Coordinate annotation records
— BEGIN —
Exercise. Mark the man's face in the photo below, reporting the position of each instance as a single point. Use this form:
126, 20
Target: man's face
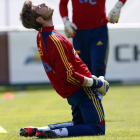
42, 9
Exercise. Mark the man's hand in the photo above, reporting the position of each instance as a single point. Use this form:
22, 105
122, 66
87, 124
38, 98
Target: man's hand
101, 85
69, 27
114, 14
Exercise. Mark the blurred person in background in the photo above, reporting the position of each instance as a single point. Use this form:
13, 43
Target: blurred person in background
89, 31
69, 76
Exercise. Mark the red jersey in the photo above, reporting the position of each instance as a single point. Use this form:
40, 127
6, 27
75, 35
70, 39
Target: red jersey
62, 64
87, 14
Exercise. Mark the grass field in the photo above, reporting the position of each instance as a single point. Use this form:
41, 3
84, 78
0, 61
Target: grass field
43, 107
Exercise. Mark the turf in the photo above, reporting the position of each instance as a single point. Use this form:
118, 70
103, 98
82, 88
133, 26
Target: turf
43, 107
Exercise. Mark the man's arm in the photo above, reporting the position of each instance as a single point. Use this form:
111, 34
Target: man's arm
69, 26
114, 14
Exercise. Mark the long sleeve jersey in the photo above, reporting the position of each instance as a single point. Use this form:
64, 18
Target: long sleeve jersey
87, 14
62, 64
— END —
**Written request**
Restate the whole listing above exactly, please, omitting every image.

**Task output**
Exercise. Mark the man's face in the photo below, reporting the position of each instance as a single point. Use this form:
126, 20
Target: man's face
42, 9
Exercise. Mark the man's hand in the photo above, reporting the position of each instance as a single point. Use this form:
22, 105
122, 66
87, 124
38, 98
Target: man's hand
101, 85
69, 27
114, 14
Exercise. Mark the blurred person in background in the photo above, reporting the position of each instance as a single point. Use this form:
13, 43
Target: blurred person in background
89, 31
69, 76
Exercise. Mark the red jersey in the photo above, reporting the position of each instance as a single point. Use this form:
40, 127
6, 27
75, 35
70, 39
Target: red jersey
62, 64
87, 14
Exercise. Mark the grass field in the photo above, reporting the position of each instance as a single point. Use this form:
41, 3
84, 78
0, 61
Target: grass field
43, 107
Exercise. Mark the turf in the photo above, reporting the position of each instance as a single point. Use this form:
118, 70
103, 98
82, 88
133, 26
Target: turf
43, 107
Exercise. Mark the man's arm in the photo above, reporting the position of each instance as a single point. Use this form:
111, 34
Target: man's arm
69, 26
114, 14
Exercise. Mark the long sleeve jersey in the photo above, reporting the position of each instance as a single point. Use this form:
64, 18
Target: long sleeve jersey
87, 14
62, 64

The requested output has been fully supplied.